Two lines in the listing below mark the span: one contains "pixel 278 229" and one contains "pixel 223 163". Reproduce both of them and everything between, exactly.

══════════

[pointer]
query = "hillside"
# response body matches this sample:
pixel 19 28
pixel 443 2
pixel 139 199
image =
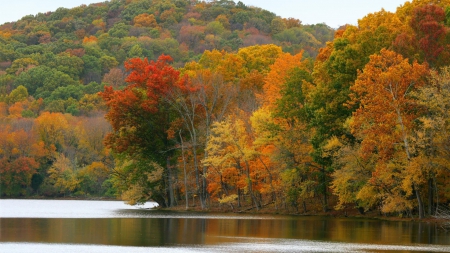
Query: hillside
pixel 90 105
pixel 83 44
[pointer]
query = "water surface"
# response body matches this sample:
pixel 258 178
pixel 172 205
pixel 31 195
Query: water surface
pixel 111 226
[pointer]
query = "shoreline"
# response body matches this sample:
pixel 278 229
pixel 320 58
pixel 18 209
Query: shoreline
pixel 338 214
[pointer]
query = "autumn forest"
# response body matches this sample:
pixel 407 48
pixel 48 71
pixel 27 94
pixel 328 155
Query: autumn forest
pixel 218 105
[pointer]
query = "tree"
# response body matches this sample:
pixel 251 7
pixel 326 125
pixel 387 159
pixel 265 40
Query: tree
pixel 384 122
pixel 140 120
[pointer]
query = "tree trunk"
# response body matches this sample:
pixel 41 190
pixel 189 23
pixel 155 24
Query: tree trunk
pixel 430 197
pixel 184 169
pixel 419 201
pixel 171 195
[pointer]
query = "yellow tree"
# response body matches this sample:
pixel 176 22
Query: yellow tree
pixel 229 146
pixel 384 122
pixel 432 137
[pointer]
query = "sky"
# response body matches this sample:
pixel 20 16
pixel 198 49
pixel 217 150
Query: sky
pixel 332 12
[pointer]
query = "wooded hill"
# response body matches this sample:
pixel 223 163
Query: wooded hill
pixel 362 124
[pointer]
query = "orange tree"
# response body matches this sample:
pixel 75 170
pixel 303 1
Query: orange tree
pixel 384 123
pixel 140 118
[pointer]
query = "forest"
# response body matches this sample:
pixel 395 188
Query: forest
pixel 219 105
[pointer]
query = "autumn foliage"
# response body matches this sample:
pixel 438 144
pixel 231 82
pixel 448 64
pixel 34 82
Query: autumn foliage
pixel 249 112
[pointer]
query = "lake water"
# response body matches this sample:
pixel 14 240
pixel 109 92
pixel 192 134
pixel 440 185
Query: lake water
pixel 111 226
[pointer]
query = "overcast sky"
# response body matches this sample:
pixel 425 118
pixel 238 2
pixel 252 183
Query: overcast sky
pixel 332 12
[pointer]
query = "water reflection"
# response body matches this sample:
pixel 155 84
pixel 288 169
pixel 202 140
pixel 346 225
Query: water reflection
pixel 194 231
pixel 128 230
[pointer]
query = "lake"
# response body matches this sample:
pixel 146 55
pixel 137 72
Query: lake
pixel 111 226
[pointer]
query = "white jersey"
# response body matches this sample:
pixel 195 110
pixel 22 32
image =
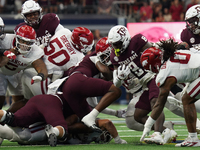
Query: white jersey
pixel 184 66
pixel 22 61
pixel 60 55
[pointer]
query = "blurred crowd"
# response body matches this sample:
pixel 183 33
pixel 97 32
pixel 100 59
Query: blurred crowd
pixel 137 10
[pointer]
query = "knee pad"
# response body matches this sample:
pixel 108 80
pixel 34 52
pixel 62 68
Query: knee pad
pixel 132 124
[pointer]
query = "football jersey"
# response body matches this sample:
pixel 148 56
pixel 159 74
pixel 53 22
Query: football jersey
pixel 193 40
pixel 46 29
pixel 60 55
pixel 22 61
pixel 183 66
pixel 131 58
pixel 7 42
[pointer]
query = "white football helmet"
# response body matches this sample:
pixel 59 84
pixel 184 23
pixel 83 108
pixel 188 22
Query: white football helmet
pixel 119 37
pixel 28 7
pixel 25 39
pixel 192 18
pixel 2 34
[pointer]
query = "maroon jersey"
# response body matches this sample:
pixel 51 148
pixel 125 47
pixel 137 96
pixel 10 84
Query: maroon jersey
pixel 193 40
pixel 87 67
pixel 46 28
pixel 81 85
pixel 131 56
pixel 54 112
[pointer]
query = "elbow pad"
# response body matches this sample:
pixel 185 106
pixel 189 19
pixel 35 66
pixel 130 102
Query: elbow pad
pixel 116 81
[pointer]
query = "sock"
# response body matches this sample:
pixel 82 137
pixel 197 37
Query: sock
pixel 94 113
pixel 117 139
pixel 56 131
pixel 3 116
pixel 193 135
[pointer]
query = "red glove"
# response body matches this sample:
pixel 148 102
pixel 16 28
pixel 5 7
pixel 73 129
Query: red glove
pixel 10 55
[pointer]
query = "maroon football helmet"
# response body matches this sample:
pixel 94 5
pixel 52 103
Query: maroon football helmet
pixel 151 59
pixel 103 50
pixel 25 38
pixel 82 39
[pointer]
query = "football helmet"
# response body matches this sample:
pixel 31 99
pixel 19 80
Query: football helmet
pixel 151 59
pixel 2 34
pixel 192 18
pixel 119 38
pixel 25 38
pixel 103 50
pixel 30 7
pixel 82 39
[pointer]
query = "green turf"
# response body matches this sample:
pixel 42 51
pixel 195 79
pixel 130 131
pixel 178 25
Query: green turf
pixel 132 137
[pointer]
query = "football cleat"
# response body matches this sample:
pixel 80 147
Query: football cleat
pixel 52 138
pixel 155 138
pixel 169 135
pixel 121 113
pixel 189 142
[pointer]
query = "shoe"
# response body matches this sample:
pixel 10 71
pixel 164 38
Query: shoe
pixel 88 121
pixel 198 130
pixel 95 128
pixel 189 142
pixel 1 141
pixel 155 138
pixel 169 124
pixel 121 113
pixel 169 135
pixel 52 138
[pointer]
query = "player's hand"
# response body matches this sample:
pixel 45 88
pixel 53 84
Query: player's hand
pixel 146 131
pixel 36 79
pixel 123 72
pixel 10 55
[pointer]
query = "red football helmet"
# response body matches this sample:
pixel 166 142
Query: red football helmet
pixel 151 59
pixel 103 50
pixel 82 39
pixel 25 38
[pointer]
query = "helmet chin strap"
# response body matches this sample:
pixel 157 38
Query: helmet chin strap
pixel 117 52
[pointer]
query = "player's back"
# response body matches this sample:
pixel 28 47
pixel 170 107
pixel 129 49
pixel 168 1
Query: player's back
pixel 184 66
pixel 60 55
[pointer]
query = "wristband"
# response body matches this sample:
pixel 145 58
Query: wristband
pixel 2 52
pixel 41 75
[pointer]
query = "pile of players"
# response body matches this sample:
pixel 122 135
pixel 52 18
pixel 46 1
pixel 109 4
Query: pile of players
pixel 54 83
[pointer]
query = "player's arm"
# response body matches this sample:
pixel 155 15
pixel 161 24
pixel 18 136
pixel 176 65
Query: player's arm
pixel 106 124
pixel 107 73
pixel 162 98
pixel 41 69
pixel 147 45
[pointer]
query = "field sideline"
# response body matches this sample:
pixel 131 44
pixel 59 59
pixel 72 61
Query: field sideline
pixel 132 137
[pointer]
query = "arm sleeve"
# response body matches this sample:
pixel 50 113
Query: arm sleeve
pixel 116 81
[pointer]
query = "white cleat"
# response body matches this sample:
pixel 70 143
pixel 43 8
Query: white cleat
pixel 169 136
pixel 90 123
pixel 52 138
pixel 121 113
pixel 189 142
pixel 155 138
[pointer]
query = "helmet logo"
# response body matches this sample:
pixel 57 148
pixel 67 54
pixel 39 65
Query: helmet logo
pixel 122 31
pixel 144 63
pixel 83 39
pixel 198 9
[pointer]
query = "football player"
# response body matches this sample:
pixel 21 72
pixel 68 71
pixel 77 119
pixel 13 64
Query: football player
pixel 174 66
pixel 28 55
pixel 128 72
pixel 45 27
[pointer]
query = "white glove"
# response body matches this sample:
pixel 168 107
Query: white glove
pixel 10 55
pixel 46 40
pixel 123 72
pixel 147 127
pixel 38 78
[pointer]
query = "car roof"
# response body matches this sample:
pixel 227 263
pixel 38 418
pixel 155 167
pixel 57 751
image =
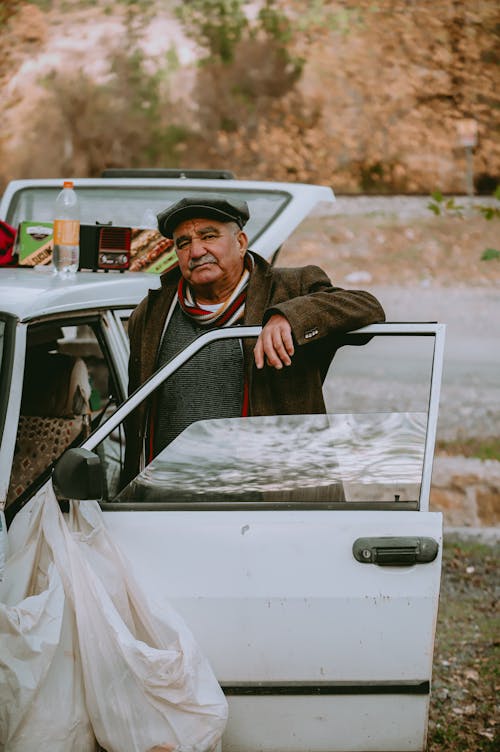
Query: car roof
pixel 28 294
pixel 297 200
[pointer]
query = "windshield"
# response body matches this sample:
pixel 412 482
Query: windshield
pixel 352 458
pixel 137 206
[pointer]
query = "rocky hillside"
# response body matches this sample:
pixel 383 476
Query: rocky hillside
pixel 365 96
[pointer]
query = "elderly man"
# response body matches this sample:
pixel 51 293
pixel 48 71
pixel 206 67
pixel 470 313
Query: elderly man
pixel 220 282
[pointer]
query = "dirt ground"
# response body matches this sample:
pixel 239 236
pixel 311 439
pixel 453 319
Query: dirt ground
pixel 399 241
pixel 464 713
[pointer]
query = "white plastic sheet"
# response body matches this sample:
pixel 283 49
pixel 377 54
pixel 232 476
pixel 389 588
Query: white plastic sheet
pixel 85 655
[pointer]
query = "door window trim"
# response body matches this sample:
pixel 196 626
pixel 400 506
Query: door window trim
pixel 435 330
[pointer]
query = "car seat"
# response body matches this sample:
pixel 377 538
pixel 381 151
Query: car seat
pixel 55 411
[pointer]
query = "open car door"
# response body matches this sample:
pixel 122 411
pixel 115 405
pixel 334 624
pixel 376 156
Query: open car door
pixel 300 549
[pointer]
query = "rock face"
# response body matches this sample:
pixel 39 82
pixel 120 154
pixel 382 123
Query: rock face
pixel 467 491
pixel 383 91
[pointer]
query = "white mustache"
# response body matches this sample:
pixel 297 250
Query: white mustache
pixel 206 259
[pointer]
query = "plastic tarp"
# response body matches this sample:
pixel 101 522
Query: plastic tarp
pixel 86 656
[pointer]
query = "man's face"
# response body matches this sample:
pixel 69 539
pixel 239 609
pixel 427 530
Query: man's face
pixel 210 257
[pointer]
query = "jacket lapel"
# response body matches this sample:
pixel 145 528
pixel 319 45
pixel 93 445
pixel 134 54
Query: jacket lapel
pixel 159 302
pixel 258 296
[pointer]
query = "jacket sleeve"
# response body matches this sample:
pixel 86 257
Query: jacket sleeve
pixel 320 310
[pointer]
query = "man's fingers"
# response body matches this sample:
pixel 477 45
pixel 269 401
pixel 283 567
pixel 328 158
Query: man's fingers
pixel 275 343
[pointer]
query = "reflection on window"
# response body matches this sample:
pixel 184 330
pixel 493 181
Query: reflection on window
pixel 348 458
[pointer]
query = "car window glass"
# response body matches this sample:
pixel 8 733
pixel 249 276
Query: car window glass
pixel 138 206
pixel 367 450
pixel 5 345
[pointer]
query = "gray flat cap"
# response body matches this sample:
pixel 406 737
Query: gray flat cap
pixel 202 207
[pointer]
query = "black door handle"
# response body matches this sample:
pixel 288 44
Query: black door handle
pixel 395 551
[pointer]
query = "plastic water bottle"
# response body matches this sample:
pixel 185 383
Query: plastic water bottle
pixel 66 253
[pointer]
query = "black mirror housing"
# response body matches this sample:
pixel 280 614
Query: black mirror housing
pixel 78 474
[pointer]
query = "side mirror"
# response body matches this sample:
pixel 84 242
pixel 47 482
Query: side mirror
pixel 78 474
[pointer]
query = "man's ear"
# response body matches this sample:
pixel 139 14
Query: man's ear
pixel 243 242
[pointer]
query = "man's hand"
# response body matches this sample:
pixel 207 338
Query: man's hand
pixel 275 343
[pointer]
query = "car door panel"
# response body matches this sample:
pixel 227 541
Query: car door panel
pixel 282 610
pixel 314 649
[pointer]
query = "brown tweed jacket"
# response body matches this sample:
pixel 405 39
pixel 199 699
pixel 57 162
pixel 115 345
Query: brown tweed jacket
pixel 319 315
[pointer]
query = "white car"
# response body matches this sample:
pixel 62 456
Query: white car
pixel 299 549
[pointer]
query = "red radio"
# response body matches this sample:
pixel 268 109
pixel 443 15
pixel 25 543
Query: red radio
pixel 105 247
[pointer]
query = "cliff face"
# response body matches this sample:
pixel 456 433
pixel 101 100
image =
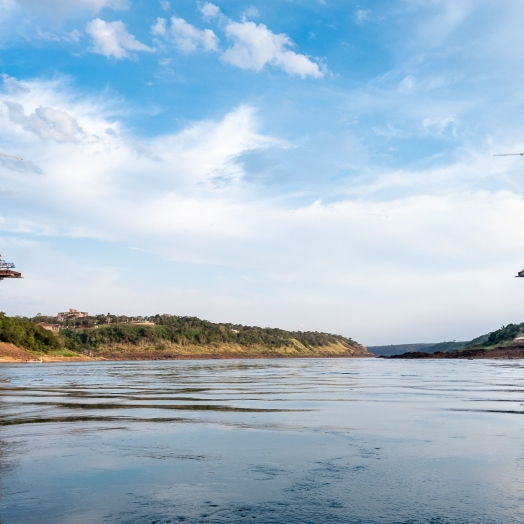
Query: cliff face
pixel 168 337
pixel 171 351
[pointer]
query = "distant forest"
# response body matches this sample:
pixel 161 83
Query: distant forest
pixel 89 333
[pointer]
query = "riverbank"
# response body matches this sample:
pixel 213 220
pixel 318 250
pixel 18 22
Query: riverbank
pixel 508 352
pixel 169 351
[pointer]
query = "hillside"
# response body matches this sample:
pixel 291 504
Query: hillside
pixel 172 337
pixel 395 349
pixel 500 343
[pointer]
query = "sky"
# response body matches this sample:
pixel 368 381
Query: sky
pixel 304 164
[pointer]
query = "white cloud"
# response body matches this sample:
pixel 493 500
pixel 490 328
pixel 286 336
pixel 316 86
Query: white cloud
pixel 46 122
pixel 255 46
pixel 186 37
pixel 111 39
pixel 61 6
pixel 250 12
pixel 439 236
pixel 210 11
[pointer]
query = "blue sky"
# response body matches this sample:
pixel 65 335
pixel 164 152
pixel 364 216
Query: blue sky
pixel 304 164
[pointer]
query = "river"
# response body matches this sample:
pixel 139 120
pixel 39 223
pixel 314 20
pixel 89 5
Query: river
pixel 364 441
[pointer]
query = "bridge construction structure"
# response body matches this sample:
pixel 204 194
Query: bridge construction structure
pixel 7 270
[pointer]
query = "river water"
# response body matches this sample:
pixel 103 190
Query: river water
pixel 284 441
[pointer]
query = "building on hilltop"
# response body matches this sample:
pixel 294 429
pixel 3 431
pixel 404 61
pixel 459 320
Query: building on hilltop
pixel 71 314
pixel 55 328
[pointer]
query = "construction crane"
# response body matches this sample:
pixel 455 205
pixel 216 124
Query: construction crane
pixel 7 270
pixel 520 274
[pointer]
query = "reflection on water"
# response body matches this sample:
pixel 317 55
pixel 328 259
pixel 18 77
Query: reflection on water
pixel 299 441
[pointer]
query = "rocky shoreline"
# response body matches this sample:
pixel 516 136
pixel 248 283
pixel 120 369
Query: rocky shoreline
pixel 509 352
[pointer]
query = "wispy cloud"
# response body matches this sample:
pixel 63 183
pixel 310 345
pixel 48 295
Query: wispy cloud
pixel 112 39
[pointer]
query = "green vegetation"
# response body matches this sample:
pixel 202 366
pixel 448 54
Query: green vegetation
pixel 503 336
pixel 185 331
pixel 107 335
pixel 24 334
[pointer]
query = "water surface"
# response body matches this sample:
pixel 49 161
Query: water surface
pixel 300 441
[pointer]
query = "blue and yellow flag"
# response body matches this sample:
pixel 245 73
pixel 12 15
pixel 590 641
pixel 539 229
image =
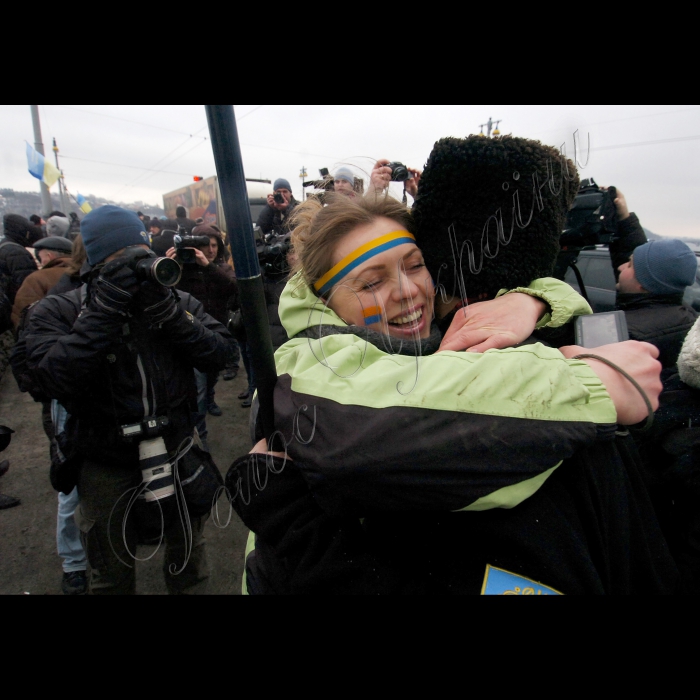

══════════

== ANSWER TO THE PROBLEM ==
pixel 278 229
pixel 320 58
pixel 18 209
Query: shoreline
pixel 338 214
[pointer]
query = "autumn forest"
# response body matches this sample:
pixel 407 48
pixel 48 71
pixel 27 94
pixel 328 155
Query: autumn forest
pixel 218 105
[pointer]
query = "tree"
# response body matches this sample:
pixel 251 7
pixel 326 125
pixel 387 159
pixel 265 40
Query: tree
pixel 384 122
pixel 140 120
[pointer]
query = "tree trunk"
# response body matches this sample:
pixel 41 190
pixel 189 23
pixel 155 24
Query: tree trunk
pixel 430 197
pixel 184 169
pixel 419 201
pixel 171 195
[pointer]
query = "yellow tree"
# response body matches this sample:
pixel 176 22
Query: yellow tree
pixel 229 146
pixel 384 122
pixel 432 137
[pointer]
query = "sky"
# response body matches this sample:
pixel 20 16
pixel 198 49
pixel 217 150
Query: sky
pixel 332 12
[pointer]
query = "wooded hill"
# response body matches this sample:
pixel 223 163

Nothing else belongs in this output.